— Start of SELECTED TEXT —

Floyd v. Philadelphia Elec. Co.

Annotate this Case

429 Pa. Superior Ct. 460 (1993)

632 A.2d 1314


Superior Court of Pennsylvania.

Argued June 24, 1993.

Filed October 5, 1993.

Reargument Denied December 2, 1993.

*461 Robert J. Stern, Philadelphia, for appellant.

Martin Stanshine, Philadelphia, for appellee.



This is an appeal from the judgment entered in the Court of Common Pleas of Philadelphia County, dated January 13, 1993, after a jury entered a verdict in favor of appellee and awarded him damages in the amount of $48,000. We affirm.

The facts of this case are not in dispute. On May 20, 1988, appellee, Victa Floyd, was driving eastbound on Ruscomb Street in the City of Philadelphia. The appellant, Philadelphia Electric Company (PECO), had parked a portable transformer at the southwest corner of Ruscomb and Old York Road. Attached to the front of the transformer was a steel hitch, which at the time, was extending into the intersection of Ruscomb and Old York Road. When appellee turned right onto Old York Road he did not see the hitch on the transformer. Appellee collided with the hitch causing damage to his automobile. Appellee also sustained physical injuries.

— End of SELECTED TEXT —
— Start of DATASET EXCERPTS —

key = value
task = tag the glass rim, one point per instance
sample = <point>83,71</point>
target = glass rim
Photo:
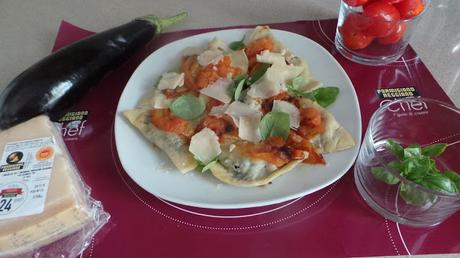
<point>351,9</point>
<point>371,126</point>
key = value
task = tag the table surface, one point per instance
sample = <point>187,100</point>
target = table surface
<point>28,29</point>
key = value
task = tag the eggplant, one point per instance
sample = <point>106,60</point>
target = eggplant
<point>57,82</point>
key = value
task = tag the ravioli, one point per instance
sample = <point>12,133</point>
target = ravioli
<point>203,69</point>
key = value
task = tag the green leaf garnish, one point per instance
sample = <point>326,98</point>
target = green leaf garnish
<point>395,148</point>
<point>416,164</point>
<point>187,107</point>
<point>434,150</point>
<point>412,152</point>
<point>454,177</point>
<point>385,176</point>
<point>324,96</point>
<point>258,74</point>
<point>274,123</point>
<point>237,45</point>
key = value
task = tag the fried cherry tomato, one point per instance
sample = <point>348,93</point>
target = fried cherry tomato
<point>410,8</point>
<point>384,17</point>
<point>353,32</point>
<point>355,2</point>
<point>394,37</point>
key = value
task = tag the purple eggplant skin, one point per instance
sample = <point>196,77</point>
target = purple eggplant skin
<point>56,83</point>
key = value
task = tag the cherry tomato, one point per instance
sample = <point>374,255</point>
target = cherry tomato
<point>395,36</point>
<point>355,39</point>
<point>410,8</point>
<point>384,19</point>
<point>355,2</point>
<point>355,21</point>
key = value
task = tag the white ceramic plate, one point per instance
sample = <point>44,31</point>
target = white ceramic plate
<point>150,168</point>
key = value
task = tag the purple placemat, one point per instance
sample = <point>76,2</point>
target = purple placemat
<point>333,222</point>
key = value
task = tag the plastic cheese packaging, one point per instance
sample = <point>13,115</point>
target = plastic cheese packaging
<point>45,208</point>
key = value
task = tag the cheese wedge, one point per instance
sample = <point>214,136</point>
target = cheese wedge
<point>65,209</point>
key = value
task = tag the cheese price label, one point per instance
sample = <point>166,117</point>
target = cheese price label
<point>25,172</point>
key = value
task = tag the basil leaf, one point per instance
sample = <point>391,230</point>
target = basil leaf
<point>439,182</point>
<point>238,90</point>
<point>258,73</point>
<point>396,149</point>
<point>413,151</point>
<point>237,45</point>
<point>324,96</point>
<point>434,150</point>
<point>414,196</point>
<point>381,174</point>
<point>415,169</point>
<point>274,123</point>
<point>187,107</point>
<point>454,177</point>
<point>395,165</point>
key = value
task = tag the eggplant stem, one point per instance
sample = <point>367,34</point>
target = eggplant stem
<point>161,24</point>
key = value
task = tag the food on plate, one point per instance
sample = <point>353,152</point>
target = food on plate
<point>57,82</point>
<point>248,111</point>
<point>382,21</point>
<point>416,164</point>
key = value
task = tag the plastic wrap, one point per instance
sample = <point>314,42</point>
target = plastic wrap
<point>45,207</point>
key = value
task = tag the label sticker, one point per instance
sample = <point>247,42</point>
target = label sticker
<point>25,172</point>
<point>397,93</point>
<point>73,124</point>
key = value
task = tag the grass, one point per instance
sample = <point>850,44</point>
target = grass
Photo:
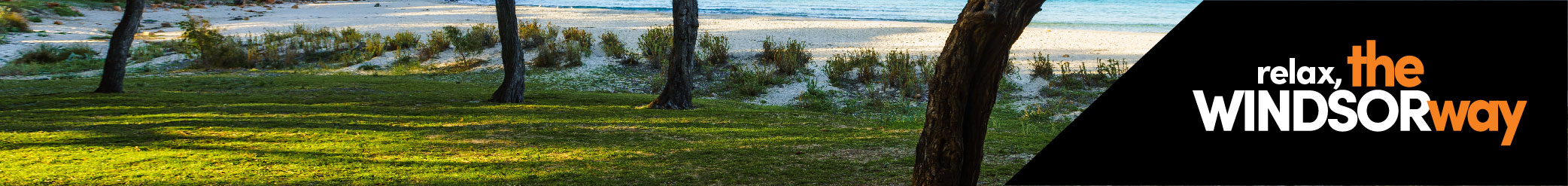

— End of DATASET EXCERPTS —

EXERCISE A
Could you revise the court opinion's passage that opens with "429 Pa. Superior" and closes with "Philadelphia, for appellant.", swapping "Reargument" for "Rehearing"?
EXERCISE B
Can you carry the court opinion forward from the point where it stops?

WRITTEN REPLY A
429 Pa. Superior Ct. 460 (1993)

632 A.2d 1314


Superior Court of Pennsylvania.

Argued June 24, 1993.

Filed October 5, 1993.

Rehearing Denied December 2, 1993.

*461 Robert J. Stern, Philadelphia, for appellant.

WRITTEN REPLY B
Appellee filed the instant suit alleging that PECO was negligent in the placement of the transformer and for failing to warn of the dangerous condition caused by the extending hitch. A board of arbitrators found in favor of appellee and *462 PECO appealed to the Court of Common Pleas for a trial de novo. After a two-day trial, the jury found for appellee and assessed damages in the amount of $80,000. The jury also found that appellee was forty (40%) percent negligent. Thus, the trial judge molded the verdict to $48,000. Appellee petitioned the trial court to award delay damages. The trial judge granted the petition and further molded the verdict to account for delay damages. Appellant filed post-verdict motions which the trial court denied. This timely appeal followed.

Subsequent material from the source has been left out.